◆ Исходный отрывок:
※
Дорога эта, если идти к центру посёлка, проходит мимо Успенского собора, чудного памятника благородной новгородской архитектуры XII века, сквозь строения бывшего Успенского женского монастыря. В нём какое-то время содержалась полумонахиней нелюбимая жена Петра Великого, царица Евдокия. Говорят, что монастырь штурмовал Суворов. Командуя расквартированным здесь Суздальским полком, он однажды затеял озорство: приказал солдатам, якобы ради отработки боевых навыков, штурмовать низенькую (метра два) оградку женского монастыря. Скандал был большой, дошло до императрицы. Утверждают, что именно по этому поводу, в ответ на высочайший выговор, Суворов отшутился: «Тяжело в учении – легко в бою». Двусмысленная фраза понравилась императрице, а Старая Ладога подтвердила свою репутацию буйного, хулиганского места.

От пролома в южной стене монастыря начинается удивительная улица. Она ведёт к центру посёлка, к тому месту, где более двенадцати столетий назад возникло первое поселение при впадении в Волхов речки Ладожки. Никто никогда не скажет про эту улицу, что она – особенная. Домики. Огороды. Куры бродят. В общем-то, кругом бедственный беспорядок, который так любят выставлять напоказ маленькие «населённые пункты» России. На некоторых домах сохранились номера с надписью «Краснофлотская». На других – более новые, с восстановленным дореволюционным названием: «Варяжская». Варяжской эта улица стала называться не со времён Рюрика, а со времён Рериха. С того времени, когда при участии великого художника-световидца в Старой Ладоге были проведены первые раскопки.

А между тем это – самая старая улица Северо-Восточной Европы. И, пожалуй, всей России. Заложенные археологами шурфы показали, что точно так же улица проходила и дома стояли по крайней мере с десятого века. Полагаю, что в жизни этой улицы за тысячелетие мало что изменилось. Разве что три вещи появились: печки вместо очагов, асфальт и электричество.

В крепости, за её отреставрированными стенами и башнями, – чудный Георгиевский собор. Он стоит на самом краю обрывистого берега, похожий на ангела, собирающегося взлететь в светлое небо над Волховом.
※
◆ Поставленная задача 1:
Перечислите всех людей, которых отрывок о Старой Ладоге упоминает по имени или фамилии.
Отрывок о Старой Ладоге никак не связан с приведённым далее перечнем.

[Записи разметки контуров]
※
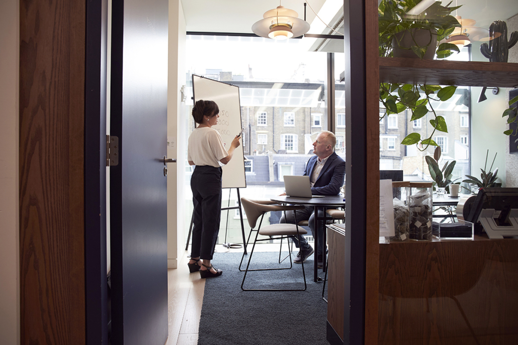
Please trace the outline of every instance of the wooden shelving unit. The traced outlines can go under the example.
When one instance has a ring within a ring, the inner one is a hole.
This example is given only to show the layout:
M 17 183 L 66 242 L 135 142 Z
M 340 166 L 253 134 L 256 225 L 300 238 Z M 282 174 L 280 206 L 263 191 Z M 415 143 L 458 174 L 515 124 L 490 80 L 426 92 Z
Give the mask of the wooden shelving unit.
M 380 81 L 457 86 L 515 87 L 518 64 L 380 57 Z

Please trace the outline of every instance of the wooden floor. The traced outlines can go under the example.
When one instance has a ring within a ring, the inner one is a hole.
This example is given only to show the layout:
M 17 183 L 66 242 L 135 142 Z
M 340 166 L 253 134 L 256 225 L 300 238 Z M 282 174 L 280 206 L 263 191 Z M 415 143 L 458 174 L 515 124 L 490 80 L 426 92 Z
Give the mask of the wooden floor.
M 249 249 L 250 250 L 250 249 Z M 261 244 L 256 246 L 254 251 L 277 251 L 278 244 Z M 221 245 L 216 246 L 219 252 L 240 252 L 241 249 L 227 249 Z M 190 250 L 183 252 L 178 260 L 178 268 L 167 270 L 168 284 L 168 314 L 169 337 L 166 345 L 196 345 L 198 328 L 202 312 L 205 279 L 198 273 L 189 273 L 187 256 Z M 218 263 L 213 262 L 218 267 Z

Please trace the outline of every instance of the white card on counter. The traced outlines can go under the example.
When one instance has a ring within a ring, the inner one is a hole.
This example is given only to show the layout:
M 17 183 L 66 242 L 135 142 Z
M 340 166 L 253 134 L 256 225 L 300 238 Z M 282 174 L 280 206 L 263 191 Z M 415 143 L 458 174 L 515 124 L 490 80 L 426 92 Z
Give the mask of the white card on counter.
M 392 180 L 380 180 L 380 237 L 394 235 Z

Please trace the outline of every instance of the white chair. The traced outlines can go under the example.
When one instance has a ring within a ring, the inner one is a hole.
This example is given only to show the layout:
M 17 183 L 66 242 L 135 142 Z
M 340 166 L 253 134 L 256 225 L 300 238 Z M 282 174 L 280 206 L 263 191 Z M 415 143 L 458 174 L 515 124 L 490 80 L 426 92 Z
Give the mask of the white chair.
M 294 237 L 295 236 L 305 235 L 307 234 L 307 231 L 303 228 L 294 224 L 271 224 L 261 227 L 263 222 L 263 218 L 264 215 L 270 211 L 295 211 L 296 209 L 302 209 L 304 207 L 301 206 L 291 206 L 291 205 L 280 205 L 271 204 L 272 202 L 261 201 L 257 200 L 251 200 L 246 198 L 241 198 L 241 204 L 244 209 L 244 212 L 247 214 L 247 218 L 248 220 L 248 224 L 250 226 L 250 234 L 248 236 L 248 241 L 247 242 L 248 245 L 250 241 L 250 235 L 252 231 L 255 231 L 255 238 L 254 240 L 253 246 L 252 250 L 250 253 L 250 257 L 248 258 L 248 263 L 247 264 L 247 268 L 244 271 L 244 276 L 243 277 L 243 281 L 241 284 L 241 289 L 243 291 L 305 291 L 307 285 L 306 282 L 306 273 L 304 271 L 304 264 L 302 263 L 302 274 L 304 280 L 304 288 L 300 289 L 245 289 L 244 287 L 244 281 L 247 278 L 247 275 L 249 272 L 251 271 L 275 271 L 278 269 L 289 269 L 293 267 L 293 261 L 291 259 L 291 250 L 290 246 L 288 246 L 289 256 L 290 257 L 290 267 L 280 267 L 273 268 L 256 268 L 250 269 L 250 262 L 252 261 L 252 257 L 253 254 L 254 249 L 255 248 L 255 244 L 257 242 L 264 241 L 270 241 L 270 239 L 282 239 L 283 238 L 289 238 Z M 257 229 L 255 229 L 257 219 L 261 217 L 261 221 L 259 226 Z M 295 223 L 297 223 L 296 214 L 295 214 Z M 269 236 L 267 238 L 257 239 L 259 235 Z M 279 254 L 280 255 L 280 254 Z M 243 253 L 244 257 L 244 253 Z M 241 259 L 242 262 L 242 258 Z M 241 264 L 239 265 L 240 268 Z

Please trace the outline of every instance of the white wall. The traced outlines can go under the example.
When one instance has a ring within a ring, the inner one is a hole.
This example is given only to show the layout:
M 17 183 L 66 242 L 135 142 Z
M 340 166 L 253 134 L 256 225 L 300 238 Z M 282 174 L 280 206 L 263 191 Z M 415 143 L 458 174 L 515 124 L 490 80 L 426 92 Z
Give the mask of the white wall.
M 185 20 L 180 0 L 169 2 L 169 67 L 167 89 L 167 157 L 177 163 L 167 168 L 167 267 L 176 268 L 184 250 L 185 150 L 178 143 L 185 142 L 183 125 L 185 103 L 180 88 L 185 84 Z M 183 248 L 182 248 L 183 247 Z
M 0 2 L 0 344 L 20 343 L 19 0 Z
M 473 61 L 488 61 L 480 53 L 480 42 L 473 42 L 472 46 Z M 502 113 L 508 108 L 506 100 L 507 89 L 500 88 L 498 95 L 493 95 L 493 90 L 488 89 L 485 92 L 487 99 L 477 103 L 482 87 L 471 87 L 471 175 L 480 179 L 480 169 L 484 169 L 488 149 L 486 169 L 489 170 L 495 154 L 498 153 L 493 170 L 498 168 L 497 176 L 503 187 L 506 186 L 506 147 L 509 137 L 503 134 L 507 126 Z

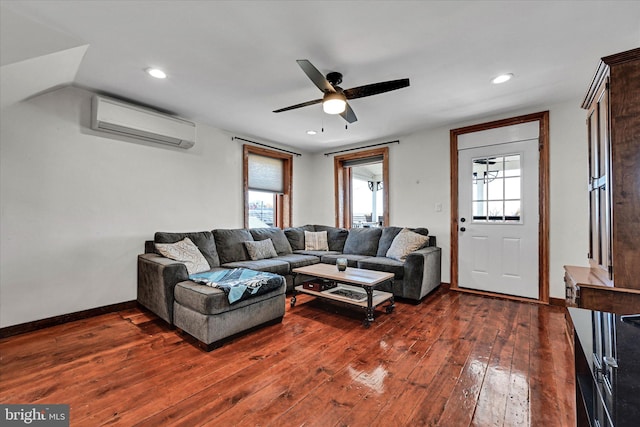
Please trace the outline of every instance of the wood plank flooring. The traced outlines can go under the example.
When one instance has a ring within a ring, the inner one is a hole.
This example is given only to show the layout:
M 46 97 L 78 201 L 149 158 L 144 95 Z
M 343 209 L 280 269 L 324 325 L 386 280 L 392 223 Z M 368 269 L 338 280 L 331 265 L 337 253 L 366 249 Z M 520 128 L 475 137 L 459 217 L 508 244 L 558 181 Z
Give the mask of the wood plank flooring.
※
◆ Поставленная задача 2:
Перепишите из перечня без изменений всё, начиная с самого его начала и вплоть до строки, содержащей «M 380 81 L 457», включительно. Изображения в ответ не включайте.

◆ Ожидаемый ответ 1:
Пётр Великий, царица Евдокия, Суворов, Рюрик, Рерих.

◆ Ожидаемый ответ 2:
Please trace the outline of every instance of the wooden shelving unit. The traced outlines can go under the example.
When one instance has a ring within a ring, the inner one is a hole.
This example is given only to show the layout:
M 17 183 L 66 242 L 135 142 Z
M 340 166 L 253 134 L 256 225 L 300 238 Z M 282 174 L 280 206 L 263 191 Z M 415 143 L 458 174 L 515 124 L 490 80 L 426 92 Z
Give the mask of the wooden shelving unit.
M 380 81 L 457 86 L 515 87 L 518 64 L 380 57 Z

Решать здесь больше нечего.